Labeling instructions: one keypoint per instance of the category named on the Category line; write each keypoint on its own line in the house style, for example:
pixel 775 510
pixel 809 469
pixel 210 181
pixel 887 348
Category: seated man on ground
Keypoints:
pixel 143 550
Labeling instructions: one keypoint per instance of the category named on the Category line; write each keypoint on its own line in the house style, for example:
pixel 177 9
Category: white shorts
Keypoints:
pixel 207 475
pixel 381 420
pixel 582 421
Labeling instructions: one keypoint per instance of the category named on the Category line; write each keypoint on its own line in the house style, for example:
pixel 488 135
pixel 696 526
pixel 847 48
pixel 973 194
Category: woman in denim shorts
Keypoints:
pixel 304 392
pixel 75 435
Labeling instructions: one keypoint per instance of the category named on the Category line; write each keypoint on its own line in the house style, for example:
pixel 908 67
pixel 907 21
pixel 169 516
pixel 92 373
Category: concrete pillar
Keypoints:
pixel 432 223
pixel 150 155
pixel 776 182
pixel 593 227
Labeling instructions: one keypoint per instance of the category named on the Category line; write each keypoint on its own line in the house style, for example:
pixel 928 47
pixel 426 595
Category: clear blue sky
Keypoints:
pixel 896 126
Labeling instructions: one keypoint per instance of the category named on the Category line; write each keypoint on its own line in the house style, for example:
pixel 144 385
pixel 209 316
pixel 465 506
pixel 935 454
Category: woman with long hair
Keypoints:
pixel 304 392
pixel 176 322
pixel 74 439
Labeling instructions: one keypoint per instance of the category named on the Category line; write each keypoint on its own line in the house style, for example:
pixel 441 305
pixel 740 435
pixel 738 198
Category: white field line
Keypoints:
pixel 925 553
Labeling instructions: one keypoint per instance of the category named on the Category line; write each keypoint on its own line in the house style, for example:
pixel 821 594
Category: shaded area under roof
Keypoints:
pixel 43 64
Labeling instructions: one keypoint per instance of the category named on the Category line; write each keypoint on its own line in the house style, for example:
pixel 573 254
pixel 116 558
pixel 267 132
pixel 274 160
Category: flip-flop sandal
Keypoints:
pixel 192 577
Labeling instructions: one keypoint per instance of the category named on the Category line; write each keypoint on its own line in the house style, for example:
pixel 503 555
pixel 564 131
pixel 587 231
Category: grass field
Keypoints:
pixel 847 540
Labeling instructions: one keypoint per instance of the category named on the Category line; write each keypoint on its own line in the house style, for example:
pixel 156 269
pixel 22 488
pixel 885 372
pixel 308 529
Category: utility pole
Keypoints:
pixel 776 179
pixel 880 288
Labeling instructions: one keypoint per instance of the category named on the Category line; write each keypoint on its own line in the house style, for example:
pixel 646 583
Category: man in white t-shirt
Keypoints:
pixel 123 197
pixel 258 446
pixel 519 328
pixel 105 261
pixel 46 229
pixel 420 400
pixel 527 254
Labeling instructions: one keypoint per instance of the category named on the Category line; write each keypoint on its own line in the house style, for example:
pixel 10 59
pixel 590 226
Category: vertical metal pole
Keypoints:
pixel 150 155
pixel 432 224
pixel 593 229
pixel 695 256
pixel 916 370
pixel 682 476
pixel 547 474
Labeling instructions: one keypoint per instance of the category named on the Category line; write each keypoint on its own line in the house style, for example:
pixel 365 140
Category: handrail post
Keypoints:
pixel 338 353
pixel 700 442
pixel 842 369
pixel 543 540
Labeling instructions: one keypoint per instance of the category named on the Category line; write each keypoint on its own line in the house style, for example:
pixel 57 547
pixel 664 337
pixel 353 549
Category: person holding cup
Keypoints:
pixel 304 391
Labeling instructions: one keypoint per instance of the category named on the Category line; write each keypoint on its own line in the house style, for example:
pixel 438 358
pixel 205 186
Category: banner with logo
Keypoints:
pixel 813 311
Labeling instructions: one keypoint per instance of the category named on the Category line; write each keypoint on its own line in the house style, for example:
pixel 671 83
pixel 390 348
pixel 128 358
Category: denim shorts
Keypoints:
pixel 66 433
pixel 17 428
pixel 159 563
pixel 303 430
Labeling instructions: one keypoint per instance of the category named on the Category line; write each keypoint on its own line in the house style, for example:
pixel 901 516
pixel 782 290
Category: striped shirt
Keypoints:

TASK STATEMENT
Can you retype every one of the rows above, character for character, without changing anything?

EXPECTED ANSWER
Labeling instructions: one keypoint per instance of the category named on the Category line; write each keypoint on its own line in the house style, for example:
pixel 775 510
pixel 809 469
pixel 210 181
pixel 887 348
Category: seated man on ground
Keypoints:
pixel 143 550
Labeling instructions: one keypoint per instance of the category named on the Category line; write each keypoint on its own line in the house style, for example:
pixel 177 9
Category: white shorts
Keypoints:
pixel 207 475
pixel 381 420
pixel 582 421
Labeling instructions: one keypoint per instance of the category named on the Category line; write each keypoint on its own line in the house style, for example:
pixel 488 135
pixel 696 526
pixel 847 48
pixel 973 194
Category: woman in denim shorts
Keypoints:
pixel 304 392
pixel 75 435
Labeling instructions: one keypoint per instance of the category named on the Category line; write each keypoint on its own line in the house style, for example:
pixel 908 67
pixel 907 21
pixel 169 516
pixel 92 373
Category: concrete pillar
Keypoints:
pixel 432 223
pixel 150 155
pixel 776 182
pixel 593 227
Labeling instructions: one keypoint per instance of the category named on the Category line; write each keypoint on its own line in the house style, for example:
pixel 928 47
pixel 426 595
Category: clear blue sky
Keypoints:
pixel 896 126
Labeling instructions: one keypoint per instance of the category named on the Category line; write each keypoint on its own line in the house style, for example:
pixel 144 385
pixel 209 316
pixel 465 506
pixel 935 454
Category: woman with long hair
Keypoints:
pixel 304 392
pixel 176 322
pixel 74 439
Labeling instructions: one keypoint per instance of the category named on the Category line; write each keypoint on its own line in the house style, for example:
pixel 441 305
pixel 740 435
pixel 738 198
Category: white field line
Keypoints:
pixel 925 553
Labeling instructions: one keypoint per instance of the category named on the Category line; write each keypoint on its own line in the house style, for example:
pixel 821 594
Category: shaded area under roof
Keypoints:
pixel 43 64
Labeling instructions: one keypoint per instance of the category named on the Category line; write each keypoint on its own line in the house style, for example:
pixel 573 254
pixel 116 558
pixel 267 132
pixel 274 160
Category: flip-flop sandal
Keypoints:
pixel 192 577
Labeling instructions: one keypoint per instance of the category named on the Category line; write each keypoint on its own line in the house style, for example:
pixel 503 555
pixel 564 131
pixel 587 231
Category: grass field
Keypoints:
pixel 847 540
Labeling instructions: one keypoint per instance of the category named on the Category line; write each keypoint on its own line in the house style, for example:
pixel 156 269
pixel 22 488
pixel 885 372
pixel 308 529
Category: utility pole
Keypoints:
pixel 776 179
pixel 880 288
Labeling instructions: one keypoint per instance of the category named on the Category line; write each keypoint on its own line in the house style, for example:
pixel 646 583
Category: man in white t-shirt
Keypoints:
pixel 123 197
pixel 258 446
pixel 519 328
pixel 105 261
pixel 46 229
pixel 420 400
pixel 527 254
Labeling instructions: one keypoint per instance of the category named on the Category line; write each keypoint on its own line in the house style, for example:
pixel 10 59
pixel 590 226
Category: vertical metal pole
Keypoints:
pixel 150 155
pixel 432 224
pixel 593 229
pixel 695 256
pixel 916 370
pixel 682 476
pixel 547 474
Labeling instructions: one keypoint per instance of the category named on the Category line; write each keypoint on its own line in the house style, for example:
pixel 365 140
Category: handrail post
Keypoints:
pixel 338 353
pixel 700 442
pixel 842 369
pixel 543 540
Labeling instructions: one keypoint per instance of the category named on the Category line; write each keypoint on its own line in the house style, for example:
pixel 57 547
pixel 664 337
pixel 353 549
Category: person holding cup
Keypoints:
pixel 304 391
Labeling instructions: one keypoint per instance of the category named on the Category line; write each keypoint on its own line in the house style, for example:
pixel 438 358
pixel 205 186
Category: banner with logo
Keypoints:
pixel 813 311
Labeling instructions: one keypoint per instance of the category named on the Category line; write each keypoint on its own line in the house style, for example:
pixel 671 83
pixel 390 348
pixel 128 358
Category: denim shorts
Keypoints:
pixel 66 433
pixel 17 428
pixel 159 563
pixel 303 430
Labeling instructions: one keypoint per instance of the category named on the Category line; write each keypoint on its own line in the house style, for example:
pixel 901 516
pixel 782 290
Category: striped shirt
Keypoints:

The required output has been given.